___ Available data ___
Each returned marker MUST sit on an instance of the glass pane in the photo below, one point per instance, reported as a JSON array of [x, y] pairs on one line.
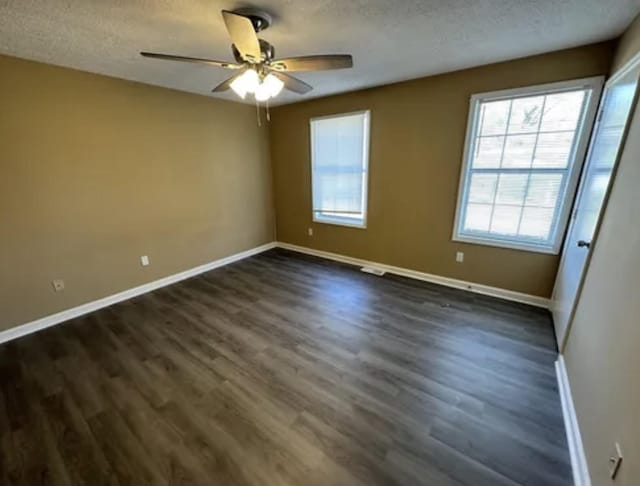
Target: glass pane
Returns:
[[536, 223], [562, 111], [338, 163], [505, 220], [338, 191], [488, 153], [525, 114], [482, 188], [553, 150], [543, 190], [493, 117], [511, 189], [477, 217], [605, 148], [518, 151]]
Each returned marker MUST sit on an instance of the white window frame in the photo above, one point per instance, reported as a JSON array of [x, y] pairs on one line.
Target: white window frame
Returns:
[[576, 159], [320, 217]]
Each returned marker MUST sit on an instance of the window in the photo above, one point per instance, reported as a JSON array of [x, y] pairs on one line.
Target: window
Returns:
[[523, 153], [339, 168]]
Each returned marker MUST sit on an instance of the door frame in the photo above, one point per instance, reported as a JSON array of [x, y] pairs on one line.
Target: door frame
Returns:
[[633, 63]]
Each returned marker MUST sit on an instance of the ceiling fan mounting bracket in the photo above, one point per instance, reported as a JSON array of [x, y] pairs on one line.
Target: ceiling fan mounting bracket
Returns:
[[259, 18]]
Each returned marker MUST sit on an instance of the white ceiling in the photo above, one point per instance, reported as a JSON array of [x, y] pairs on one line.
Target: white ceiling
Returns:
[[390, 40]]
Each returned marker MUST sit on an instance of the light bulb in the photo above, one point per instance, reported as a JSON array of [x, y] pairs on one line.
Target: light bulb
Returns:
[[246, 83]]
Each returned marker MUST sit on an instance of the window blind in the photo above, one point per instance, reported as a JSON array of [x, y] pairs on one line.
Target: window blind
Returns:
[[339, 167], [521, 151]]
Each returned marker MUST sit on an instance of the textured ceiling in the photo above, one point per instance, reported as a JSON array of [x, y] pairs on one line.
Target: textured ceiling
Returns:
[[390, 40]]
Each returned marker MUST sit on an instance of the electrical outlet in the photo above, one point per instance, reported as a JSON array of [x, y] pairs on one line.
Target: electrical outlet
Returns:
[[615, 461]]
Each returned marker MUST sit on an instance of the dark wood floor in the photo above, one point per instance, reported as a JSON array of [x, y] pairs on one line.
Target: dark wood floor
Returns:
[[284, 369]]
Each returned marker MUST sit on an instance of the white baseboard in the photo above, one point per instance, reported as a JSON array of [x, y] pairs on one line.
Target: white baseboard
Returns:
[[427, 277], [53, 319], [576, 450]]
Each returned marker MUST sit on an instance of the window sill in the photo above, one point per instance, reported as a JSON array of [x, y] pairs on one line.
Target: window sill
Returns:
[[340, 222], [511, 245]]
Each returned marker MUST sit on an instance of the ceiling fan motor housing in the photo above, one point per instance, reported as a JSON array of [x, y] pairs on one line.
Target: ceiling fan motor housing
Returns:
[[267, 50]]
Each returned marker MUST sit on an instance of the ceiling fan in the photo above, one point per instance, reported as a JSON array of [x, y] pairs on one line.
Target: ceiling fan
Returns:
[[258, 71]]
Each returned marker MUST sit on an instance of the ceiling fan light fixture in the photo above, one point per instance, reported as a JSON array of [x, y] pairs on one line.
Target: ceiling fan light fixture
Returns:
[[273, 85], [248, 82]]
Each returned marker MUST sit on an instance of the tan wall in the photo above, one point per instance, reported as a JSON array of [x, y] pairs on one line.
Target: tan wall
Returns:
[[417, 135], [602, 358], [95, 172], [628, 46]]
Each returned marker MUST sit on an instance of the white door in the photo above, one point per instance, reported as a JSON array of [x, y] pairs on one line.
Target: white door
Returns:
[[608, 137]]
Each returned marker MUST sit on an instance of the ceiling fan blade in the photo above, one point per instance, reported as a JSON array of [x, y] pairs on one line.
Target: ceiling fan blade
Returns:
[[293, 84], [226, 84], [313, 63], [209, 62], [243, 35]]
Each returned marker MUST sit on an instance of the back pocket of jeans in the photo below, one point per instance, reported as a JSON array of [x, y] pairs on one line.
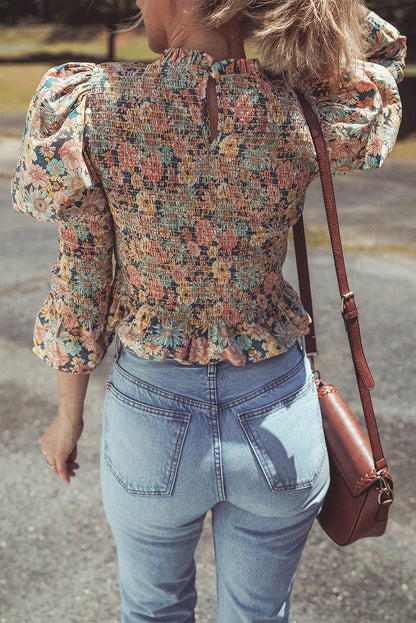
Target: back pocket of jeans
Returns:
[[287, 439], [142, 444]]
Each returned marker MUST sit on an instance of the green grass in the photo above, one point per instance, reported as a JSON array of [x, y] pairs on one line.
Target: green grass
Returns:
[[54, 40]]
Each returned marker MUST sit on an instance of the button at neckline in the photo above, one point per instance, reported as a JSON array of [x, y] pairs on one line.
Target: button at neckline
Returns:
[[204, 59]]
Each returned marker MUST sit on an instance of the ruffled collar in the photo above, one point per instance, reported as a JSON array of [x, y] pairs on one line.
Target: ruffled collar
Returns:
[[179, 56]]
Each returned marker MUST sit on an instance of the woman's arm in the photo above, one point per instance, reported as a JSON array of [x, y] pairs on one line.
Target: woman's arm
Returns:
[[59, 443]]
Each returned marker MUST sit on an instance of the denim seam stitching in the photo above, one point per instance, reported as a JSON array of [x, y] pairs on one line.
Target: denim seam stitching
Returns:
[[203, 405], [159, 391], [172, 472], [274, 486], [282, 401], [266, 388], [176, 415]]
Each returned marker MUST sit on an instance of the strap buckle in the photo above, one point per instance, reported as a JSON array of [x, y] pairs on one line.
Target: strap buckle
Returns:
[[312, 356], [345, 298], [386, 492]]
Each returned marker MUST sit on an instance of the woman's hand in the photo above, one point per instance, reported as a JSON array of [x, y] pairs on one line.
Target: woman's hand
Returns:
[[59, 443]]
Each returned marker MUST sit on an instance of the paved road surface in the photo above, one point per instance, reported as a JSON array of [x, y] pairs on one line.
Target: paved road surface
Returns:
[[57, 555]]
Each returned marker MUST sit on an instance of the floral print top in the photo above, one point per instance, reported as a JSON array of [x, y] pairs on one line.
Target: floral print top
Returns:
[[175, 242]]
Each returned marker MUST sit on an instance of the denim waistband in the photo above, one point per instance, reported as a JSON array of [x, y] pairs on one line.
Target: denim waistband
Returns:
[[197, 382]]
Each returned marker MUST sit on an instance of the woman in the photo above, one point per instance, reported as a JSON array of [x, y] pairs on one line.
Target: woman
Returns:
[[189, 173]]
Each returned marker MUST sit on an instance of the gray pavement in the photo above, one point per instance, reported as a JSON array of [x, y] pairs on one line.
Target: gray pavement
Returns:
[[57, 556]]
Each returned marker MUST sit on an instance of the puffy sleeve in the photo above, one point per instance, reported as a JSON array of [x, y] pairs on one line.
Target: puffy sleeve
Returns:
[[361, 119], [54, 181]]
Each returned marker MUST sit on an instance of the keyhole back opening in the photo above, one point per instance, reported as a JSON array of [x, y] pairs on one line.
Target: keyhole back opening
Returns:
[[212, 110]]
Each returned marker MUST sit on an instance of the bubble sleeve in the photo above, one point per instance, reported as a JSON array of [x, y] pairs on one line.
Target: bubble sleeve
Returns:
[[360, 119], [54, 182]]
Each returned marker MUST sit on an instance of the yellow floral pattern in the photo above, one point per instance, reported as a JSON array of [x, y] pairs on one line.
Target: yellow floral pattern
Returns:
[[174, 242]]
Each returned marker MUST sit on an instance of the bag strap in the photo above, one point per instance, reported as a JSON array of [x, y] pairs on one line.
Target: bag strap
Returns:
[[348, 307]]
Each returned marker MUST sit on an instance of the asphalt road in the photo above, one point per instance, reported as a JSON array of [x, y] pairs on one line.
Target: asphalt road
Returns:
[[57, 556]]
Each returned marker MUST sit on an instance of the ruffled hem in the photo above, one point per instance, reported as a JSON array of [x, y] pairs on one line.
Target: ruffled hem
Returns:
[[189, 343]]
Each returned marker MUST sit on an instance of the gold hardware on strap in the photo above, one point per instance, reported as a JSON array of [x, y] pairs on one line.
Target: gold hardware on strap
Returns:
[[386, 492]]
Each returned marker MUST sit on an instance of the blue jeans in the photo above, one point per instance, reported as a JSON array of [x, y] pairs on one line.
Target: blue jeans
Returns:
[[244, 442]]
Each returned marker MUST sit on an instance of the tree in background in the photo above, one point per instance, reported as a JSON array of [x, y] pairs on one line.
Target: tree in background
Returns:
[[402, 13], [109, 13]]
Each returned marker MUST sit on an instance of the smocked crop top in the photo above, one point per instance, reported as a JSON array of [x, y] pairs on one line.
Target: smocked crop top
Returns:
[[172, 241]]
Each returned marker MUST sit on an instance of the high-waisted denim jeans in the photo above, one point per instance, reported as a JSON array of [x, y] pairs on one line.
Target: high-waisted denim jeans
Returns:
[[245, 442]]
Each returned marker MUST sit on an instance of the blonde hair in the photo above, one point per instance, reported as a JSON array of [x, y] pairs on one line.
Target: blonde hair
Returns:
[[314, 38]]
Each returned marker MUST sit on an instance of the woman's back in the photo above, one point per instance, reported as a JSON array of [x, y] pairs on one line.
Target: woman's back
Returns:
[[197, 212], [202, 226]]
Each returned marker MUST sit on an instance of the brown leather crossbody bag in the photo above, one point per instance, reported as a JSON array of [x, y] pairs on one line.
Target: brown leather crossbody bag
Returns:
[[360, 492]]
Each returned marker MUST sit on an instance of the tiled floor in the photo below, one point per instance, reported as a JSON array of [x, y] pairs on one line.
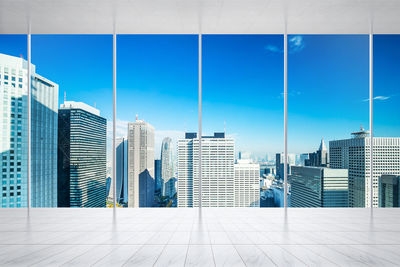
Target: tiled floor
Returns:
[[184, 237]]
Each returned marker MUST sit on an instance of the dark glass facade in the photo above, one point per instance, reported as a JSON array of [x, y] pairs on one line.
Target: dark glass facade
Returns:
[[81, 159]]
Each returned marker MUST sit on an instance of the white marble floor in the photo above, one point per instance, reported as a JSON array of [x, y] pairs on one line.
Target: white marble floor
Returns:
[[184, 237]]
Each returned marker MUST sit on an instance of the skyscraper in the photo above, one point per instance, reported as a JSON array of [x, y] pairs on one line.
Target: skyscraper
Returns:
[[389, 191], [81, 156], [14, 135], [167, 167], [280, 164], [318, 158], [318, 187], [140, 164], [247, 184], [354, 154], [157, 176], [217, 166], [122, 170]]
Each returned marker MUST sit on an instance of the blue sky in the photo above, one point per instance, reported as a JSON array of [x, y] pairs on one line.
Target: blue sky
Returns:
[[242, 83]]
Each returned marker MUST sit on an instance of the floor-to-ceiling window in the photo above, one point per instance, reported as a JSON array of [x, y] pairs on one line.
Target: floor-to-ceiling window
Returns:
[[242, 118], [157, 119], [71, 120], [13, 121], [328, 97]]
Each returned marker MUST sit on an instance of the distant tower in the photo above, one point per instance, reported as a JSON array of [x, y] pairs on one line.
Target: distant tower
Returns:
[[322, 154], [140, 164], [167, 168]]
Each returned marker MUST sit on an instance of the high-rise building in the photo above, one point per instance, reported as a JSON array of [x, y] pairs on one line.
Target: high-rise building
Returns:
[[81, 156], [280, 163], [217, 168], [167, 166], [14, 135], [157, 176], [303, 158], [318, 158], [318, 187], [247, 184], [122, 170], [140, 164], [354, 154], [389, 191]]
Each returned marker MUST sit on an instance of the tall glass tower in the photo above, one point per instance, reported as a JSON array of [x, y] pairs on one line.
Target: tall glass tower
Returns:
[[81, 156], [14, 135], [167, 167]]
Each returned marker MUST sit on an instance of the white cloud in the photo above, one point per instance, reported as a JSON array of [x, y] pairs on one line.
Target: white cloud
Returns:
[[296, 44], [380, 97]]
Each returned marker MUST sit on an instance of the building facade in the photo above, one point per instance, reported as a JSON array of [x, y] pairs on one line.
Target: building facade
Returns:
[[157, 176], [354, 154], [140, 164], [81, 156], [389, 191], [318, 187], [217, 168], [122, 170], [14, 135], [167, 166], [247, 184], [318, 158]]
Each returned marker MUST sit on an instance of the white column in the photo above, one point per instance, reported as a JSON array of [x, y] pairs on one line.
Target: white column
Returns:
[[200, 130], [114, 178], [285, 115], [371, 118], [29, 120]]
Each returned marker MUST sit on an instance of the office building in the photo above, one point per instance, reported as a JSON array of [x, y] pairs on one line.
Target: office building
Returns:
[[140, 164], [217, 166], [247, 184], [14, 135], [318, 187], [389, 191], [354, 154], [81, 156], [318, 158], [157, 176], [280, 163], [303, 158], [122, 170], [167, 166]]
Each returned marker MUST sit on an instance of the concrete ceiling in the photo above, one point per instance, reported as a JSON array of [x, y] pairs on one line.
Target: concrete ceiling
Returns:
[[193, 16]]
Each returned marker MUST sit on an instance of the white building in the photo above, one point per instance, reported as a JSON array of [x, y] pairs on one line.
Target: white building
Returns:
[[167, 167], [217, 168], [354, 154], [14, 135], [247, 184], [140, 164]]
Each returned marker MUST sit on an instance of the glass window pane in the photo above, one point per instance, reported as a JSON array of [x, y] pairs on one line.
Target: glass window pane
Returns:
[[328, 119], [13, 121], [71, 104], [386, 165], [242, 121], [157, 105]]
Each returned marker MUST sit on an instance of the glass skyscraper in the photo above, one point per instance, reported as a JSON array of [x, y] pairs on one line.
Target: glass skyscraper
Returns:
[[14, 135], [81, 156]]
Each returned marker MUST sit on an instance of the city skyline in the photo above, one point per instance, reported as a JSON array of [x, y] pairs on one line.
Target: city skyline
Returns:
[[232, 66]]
___
**Written problem**
Rewrite every line of the entries, requests included, starting with the first line and going on through the line with "[[259, 18]]", shifting each coordinate in the answers up by 88. Leave the pictures out of your answer.

**Full answer**
Each returned marker MUST sit on an instance of the glass pane in the photo below, one point per instance, reported as a JSON array of [x, y] pairs on one line.
Target: glass pane
Returns:
[[624, 311], [650, 199], [426, 251], [593, 308], [426, 279], [576, 241], [613, 202], [570, 276], [641, 238], [631, 278], [581, 205], [599, 277], [565, 305], [693, 236], [606, 239]]
Each returned marker MUST sit on an instance of the white window frame in the photo above, one point per instance, reported as a JSON array of [x, y] pairs on one line.
Target: white window frame
Returns:
[[664, 247], [408, 305]]
Each returned marker MUST sit on an instance of the window in the photo above, one point per instance, reported as a JSON array of [x, y] pairs on one line.
Target: window
Returns:
[[611, 241], [427, 256]]
Each returned marker MUST sit on an instance of the door frame in the photo above, one point per instance, reported as a JSON array of [x, y] pairs on one line.
Target: door frame
Returns:
[[721, 151]]
Each returned marker MUST sit on an instance of the ceiling fan mounting bracket in the photo above, one point per instance, reported as a JSON array of [x, y] pairs on one line.
Target: ceiling fan mounting bracket
Returns:
[[347, 106]]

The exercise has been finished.